▶ ЗАДАНИЕ
Перепишите все записи ниже в виде таблицы Markdown из двух столбцов: «№» с номером строки и «Строка» с самой строкой. Пустые строки и изображения в таблицу не включайте.

▶ МАТЕРИАЛ К ЗАДАНИЮ
—————

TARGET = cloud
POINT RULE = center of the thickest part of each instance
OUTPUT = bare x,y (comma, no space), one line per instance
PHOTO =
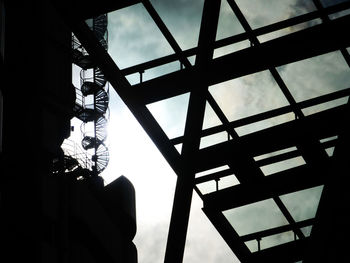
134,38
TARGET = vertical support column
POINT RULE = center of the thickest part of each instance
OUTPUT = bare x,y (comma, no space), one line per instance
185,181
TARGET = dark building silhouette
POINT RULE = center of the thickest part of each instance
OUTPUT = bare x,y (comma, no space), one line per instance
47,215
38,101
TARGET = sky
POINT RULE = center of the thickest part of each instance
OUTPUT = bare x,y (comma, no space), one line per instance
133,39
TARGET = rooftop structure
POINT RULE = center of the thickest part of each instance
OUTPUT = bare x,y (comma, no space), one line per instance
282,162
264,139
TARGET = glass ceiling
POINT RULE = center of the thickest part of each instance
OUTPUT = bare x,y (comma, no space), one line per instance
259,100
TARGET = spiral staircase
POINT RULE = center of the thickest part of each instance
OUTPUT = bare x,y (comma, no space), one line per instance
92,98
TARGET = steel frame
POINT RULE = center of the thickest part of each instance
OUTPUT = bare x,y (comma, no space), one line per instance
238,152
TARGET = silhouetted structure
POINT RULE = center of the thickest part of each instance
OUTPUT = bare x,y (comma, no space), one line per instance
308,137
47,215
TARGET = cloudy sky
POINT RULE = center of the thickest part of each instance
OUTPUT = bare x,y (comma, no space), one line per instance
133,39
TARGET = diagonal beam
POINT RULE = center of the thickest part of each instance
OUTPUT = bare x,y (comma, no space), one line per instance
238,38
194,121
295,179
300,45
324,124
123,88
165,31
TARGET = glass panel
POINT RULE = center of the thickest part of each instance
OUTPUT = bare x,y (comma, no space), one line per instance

—————

▶ РЕШЕНИЕ
| № | Строка |
|---|---|
| 1 | TARGET = cloud |
| 2 | POINT RULE = center of the thickest part of each instance |
| 3 | OUTPUT = bare x,y (comma, no space), one line per instance |
| 4 | PHOTO = |
| 5 | 134,38 |
| 6 | TARGET = vertical support column |
| 7 | POINT RULE = center of the thickest part of each instance |
| 8 | OUTPUT = bare x,y (comma, no space), one line per instance |
| 9 | 185,181 |
| 10 | TARGET = dark building silhouette |
| 11 | POINT RULE = center of the thickest part of each instance |
| 12 | OUTPUT = bare x,y (comma, no space), one line per instance |
| 13 | 47,215 |
| 14 | 38,101 |
| 15 | TARGET = sky |
| 16 | POINT RULE = center of the thickest part of each instance |
| 17 | OUTPUT = bare x,y (comma, no space), one line per instance |
| 18 | 133,39 |
| 19 | TARGET = rooftop structure |
| 20 | POINT RULE = center of the thickest part of each instance |
| 21 | OUTPUT = bare x,y (comma, no space), one line per instance |
| 22 | 282,162 |
| 23 | 264,139 |
| 24 | TARGET = glass ceiling |
| 25 | POINT RULE = center of the thickest part of each instance |
| 26 | OUTPUT = bare x,y (comma, no space), one line per instance |
| 27 | 259,100 |
| 28 | TARGET = spiral staircase |
| 29 | POINT RULE = center of the thickest part of each instance |
| 30 | OUTPUT = bare x,y (comma, no space), one line per instance |
| 31 | 92,98 |
| 32 | TARGET = steel frame |
| 33 | POINT RULE = center of the thickest part of each instance |
| 34 | OUTPUT = bare x,y (comma, no space), one line per instance |
| 35 | 238,152 |
| 36 | TARGET = silhouetted structure |
| 37 | POINT RULE = center of the thickest part of each instance |
| 38 | OUTPUT = bare x,y (comma, no space), one line per instance |
| 39 | 308,137 |
| 40 | 47,215 |
| 41 | TARGET = cloudy sky |
| 42 | POINT RULE = center of the thickest part of each instance |
| 43 | OUTPUT = bare x,y (comma, no space), one line per instance |
| 44 | 133,39 |
| 45 | TARGET = diagonal beam |
| 46 | POINT RULE = center of the thickest part of each instance |
| 47 | OUTPUT = bare x,y (comma, no space), one line per instance |
| 48 | 238,38 |
| 49 | 194,121 |
| 50 | 295,179 |
| 51 | 300,45 |
| 52 | 324,124 |
| 53 | 123,88 |
| 54 | 165,31 |
| 55 | TARGET = glass panel |
| 56 | POINT RULE = center of the thickest part of each instance |
| 57 | OUTPUT = bare x,y (comma, no space), one line per instance |